Pablo Cingolani
Dicta la señora Wikipedia que “una serendipia es un descubrimiento o un hallazgo afortunado e inesperado que se produce cuando se está buscando otra cosa distinta. También puede referirse a la habilidad de un sujeto para reconocer que ha hecho un descubrimiento importante aunque no tenga relación con lo que busca”. Me encantó la serendipia de hallar esta palabra. Mas cuando la doña enciclopedia virtual me informa que el origen del vocablo nos remite a Ceylán, bendita isla, allí donde los ogros –según la traducción del divino cónsul de 1001 Nights- mueren todos juntos porque alguien, supongo un nativo, supongo un ceilanés, corta un limón. Esto lo cuentan Borges y Bioy en otra serendipia: su maravilloso libro de relatos breves.
El afortunado hallazgo de la palabra serendipia (esto es otra redundancia) se lo debo a Carolina, transmisora por una cadena de amistades, de mi descubrimiento del término. Y si vamos a identificar su origen para mí no es la ínsula índica sino la villa de Olot, en la Cataluña volcánica. Otra serendipia: ese tal Olot, al cual algún día acudiré, peregrina y militantemente, está poblado de volcanes. Es una comarca como Los Lípez bolivianos. Hay cráteres por todos lados. Como hay serendipias a troche y moche (The Beatles, The White Album), gracias a Dios y a los Apus.
____
» **Tareas por realizar**
• A. Copie literalmente el fragmento del texto sobre la serendipia que comienza en las palabras "El afortunado hallazgo" y termina después de "a los Apus.".
• B. Según el texto sobre la serendipia, ¿de qué está poblada la villa de Olot?
Los ítems que siguen no guardan relación alguna con el texto sobre la serendipia.
____
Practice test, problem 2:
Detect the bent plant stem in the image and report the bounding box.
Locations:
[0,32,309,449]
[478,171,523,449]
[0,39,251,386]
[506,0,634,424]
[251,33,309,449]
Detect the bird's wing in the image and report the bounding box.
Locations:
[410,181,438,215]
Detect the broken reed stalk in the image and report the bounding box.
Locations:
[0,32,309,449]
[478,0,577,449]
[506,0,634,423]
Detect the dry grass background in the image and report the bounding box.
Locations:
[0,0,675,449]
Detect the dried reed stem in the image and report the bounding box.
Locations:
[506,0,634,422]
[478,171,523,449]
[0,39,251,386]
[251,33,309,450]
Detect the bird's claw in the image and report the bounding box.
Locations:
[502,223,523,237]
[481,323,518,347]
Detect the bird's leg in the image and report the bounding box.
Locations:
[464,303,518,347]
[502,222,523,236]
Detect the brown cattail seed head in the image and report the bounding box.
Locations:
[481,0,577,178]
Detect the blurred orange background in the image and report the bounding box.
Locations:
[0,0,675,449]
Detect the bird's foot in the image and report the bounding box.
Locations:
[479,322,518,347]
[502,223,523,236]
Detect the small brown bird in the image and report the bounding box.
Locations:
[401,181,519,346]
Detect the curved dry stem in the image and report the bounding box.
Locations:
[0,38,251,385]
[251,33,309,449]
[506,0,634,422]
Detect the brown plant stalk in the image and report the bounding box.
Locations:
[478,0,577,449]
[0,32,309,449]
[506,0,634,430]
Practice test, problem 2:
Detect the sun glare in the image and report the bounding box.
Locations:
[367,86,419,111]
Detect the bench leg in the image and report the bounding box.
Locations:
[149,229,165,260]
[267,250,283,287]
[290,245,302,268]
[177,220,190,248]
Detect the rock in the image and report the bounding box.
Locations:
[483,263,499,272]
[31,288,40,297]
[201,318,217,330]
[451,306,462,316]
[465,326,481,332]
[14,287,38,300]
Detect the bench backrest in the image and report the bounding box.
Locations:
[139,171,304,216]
____
» **Respuestas en orden**
• A.
El afortunado hallazgo de la palabra serendipia (esto es otra redundancia) se lo debo a Carolina, transmisora por una cadena de amistades, de mi descubrimiento del término. Y si vamos a identificar su origen para mí no es la ínsula índica sino la villa de Olot, en la Cataluña volcánica. Otra serendipia: ese tal Olot, al cual algún día acudiré, peregrina y militantemente, está poblado de volcanes. Es una comarca como Los Lípez bolivianos. Hay cráteres por todos lados. Como hay serendipias a troche y moche (The Beatles, The White Album), gracias a Dios y a los Apus.

• B. Está poblada de volcanes.